_Selected passage_
--- --- ---
Now, we know that hazards increase by 10% with a standard deviation increase in foodprices
, assuming everything else stays constant.
5.3. Visualisation of Parameter Effects
To make the interpretation of the parameter effects even easier, we can use the plot_summs
function from the joots
package. It is useful to set exp = T
and scale = T
, so that we can exponentiated standardised estimates that are easier to interprete than the raw numbers.
plot_summs(Gompertz_Model_Full, exp = T, scale = T)
Now we can see that the strongest predictor of the outcome is exit
, followed by foodprices
. In contrast, sex
, ses
, and immigrant
are unlikely important predictors because their uncertainty intervals overlap with 1, which indicates likely no effect.
Alternatively, we can use the allEffects
function from the effects
package to visualise the parameter effects. See below.
plot(allEffects(Gompertz_Model_Full))
Note that in these plots, the y scales refer to the predicted hazards (conditional probability of death). Such plots are helpful when the model uses a link (e.g. logit) that results in less interpretable model estimates, because probabilities (hazards) are more interpretable than, for example, odds. The probability scores for each variable are calculated by assuming that the other variables in the model are constant and take on their average values. Note that the confidence intervals for the estimates are also included to give us some idea of the uncertainties.
Note that the notion of average ses
, sex
and immigrant
may sound strange, given they are categorical variables (i.e. factors). If you are not comfortable with the idea of assuming an average factor, you can specify your intended factor level as the reference point, by using the fixed.predictors = list(given.values = ...)
--- --- ---
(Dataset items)
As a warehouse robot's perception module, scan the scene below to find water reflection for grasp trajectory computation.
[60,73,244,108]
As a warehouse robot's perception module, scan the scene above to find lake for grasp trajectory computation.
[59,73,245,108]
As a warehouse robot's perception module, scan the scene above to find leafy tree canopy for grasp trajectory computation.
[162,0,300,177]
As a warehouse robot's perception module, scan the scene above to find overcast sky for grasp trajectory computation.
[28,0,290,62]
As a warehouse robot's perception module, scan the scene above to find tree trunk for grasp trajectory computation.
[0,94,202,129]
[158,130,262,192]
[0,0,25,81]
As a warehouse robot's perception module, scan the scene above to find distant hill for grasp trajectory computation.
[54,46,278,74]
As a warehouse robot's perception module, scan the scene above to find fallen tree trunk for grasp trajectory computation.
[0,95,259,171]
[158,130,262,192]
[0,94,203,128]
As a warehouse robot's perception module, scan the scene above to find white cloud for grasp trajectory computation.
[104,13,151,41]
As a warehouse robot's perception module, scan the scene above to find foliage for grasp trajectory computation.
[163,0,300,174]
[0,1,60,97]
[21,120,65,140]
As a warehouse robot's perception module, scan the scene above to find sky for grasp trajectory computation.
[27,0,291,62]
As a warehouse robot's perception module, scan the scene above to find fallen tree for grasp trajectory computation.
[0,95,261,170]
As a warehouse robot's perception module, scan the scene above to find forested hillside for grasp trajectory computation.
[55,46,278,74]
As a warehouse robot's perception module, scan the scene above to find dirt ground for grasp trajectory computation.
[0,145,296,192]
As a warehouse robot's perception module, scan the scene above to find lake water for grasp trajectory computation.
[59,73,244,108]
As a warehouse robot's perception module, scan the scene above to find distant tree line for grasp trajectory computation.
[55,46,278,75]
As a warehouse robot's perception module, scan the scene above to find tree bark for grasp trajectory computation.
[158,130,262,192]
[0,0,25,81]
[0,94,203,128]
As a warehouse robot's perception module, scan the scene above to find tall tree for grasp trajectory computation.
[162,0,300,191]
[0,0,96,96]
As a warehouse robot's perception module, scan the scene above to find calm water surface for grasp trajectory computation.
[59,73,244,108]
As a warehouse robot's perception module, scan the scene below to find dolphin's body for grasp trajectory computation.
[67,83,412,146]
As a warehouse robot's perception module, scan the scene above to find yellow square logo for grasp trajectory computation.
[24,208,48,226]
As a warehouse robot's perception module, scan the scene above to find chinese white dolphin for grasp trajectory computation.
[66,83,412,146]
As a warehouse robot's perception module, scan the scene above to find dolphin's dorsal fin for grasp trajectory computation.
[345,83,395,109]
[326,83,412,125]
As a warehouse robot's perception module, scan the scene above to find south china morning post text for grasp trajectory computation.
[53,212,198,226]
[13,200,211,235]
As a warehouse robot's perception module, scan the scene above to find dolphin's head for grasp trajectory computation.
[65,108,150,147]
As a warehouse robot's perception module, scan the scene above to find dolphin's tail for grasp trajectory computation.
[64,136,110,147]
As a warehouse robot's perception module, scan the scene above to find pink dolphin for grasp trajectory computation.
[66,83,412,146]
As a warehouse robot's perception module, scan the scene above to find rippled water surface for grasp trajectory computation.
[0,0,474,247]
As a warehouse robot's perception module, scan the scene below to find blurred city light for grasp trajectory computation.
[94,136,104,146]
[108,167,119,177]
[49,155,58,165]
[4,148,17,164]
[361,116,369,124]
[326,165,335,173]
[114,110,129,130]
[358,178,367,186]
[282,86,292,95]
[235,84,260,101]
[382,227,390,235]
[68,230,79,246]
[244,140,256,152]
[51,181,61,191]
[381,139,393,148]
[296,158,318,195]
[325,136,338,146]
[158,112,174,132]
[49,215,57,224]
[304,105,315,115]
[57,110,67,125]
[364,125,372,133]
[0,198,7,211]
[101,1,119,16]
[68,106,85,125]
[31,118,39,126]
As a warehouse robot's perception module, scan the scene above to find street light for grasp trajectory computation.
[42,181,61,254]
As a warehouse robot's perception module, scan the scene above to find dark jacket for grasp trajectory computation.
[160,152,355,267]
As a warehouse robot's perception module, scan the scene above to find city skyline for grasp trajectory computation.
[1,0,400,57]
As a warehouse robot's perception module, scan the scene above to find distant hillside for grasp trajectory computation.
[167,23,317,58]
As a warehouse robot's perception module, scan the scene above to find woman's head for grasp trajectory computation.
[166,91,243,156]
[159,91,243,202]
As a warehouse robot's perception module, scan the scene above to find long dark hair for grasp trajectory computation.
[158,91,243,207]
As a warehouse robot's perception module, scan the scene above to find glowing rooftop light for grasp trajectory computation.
--- --- ---
_Set tasks_
• 1. Reproduce the passage on visualizing parameter effects word for word, from "Now we can see" to "likely no effect.".
• 2. Express the lines of the records from the line with "water for grasp trajectory computation." to the line with "[55,46,278,75]", both included, as a JSON list of strings with one string per line and blank lines omitted.
The text and the records are unrelated material.

_Solutions by task_
• 1.
Now we can see that the strongest predictor of the outcome is exit
, followed by foodprices
. In contrast, sex
, ses
, and immigrant
are unlikely important predictors because their uncertainty intervals overlap with 1, which indicates likely no effect.

• 2.
[
  "As a warehouse robot's perception module, scan the scene above to find lake water for grasp trajectory computation.",
  "[59,73,244,108]",
  "As a warehouse robot's perception module, scan the scene above to find distant tree line for grasp trajectory computation.",
  "[55,46,278,75]"
]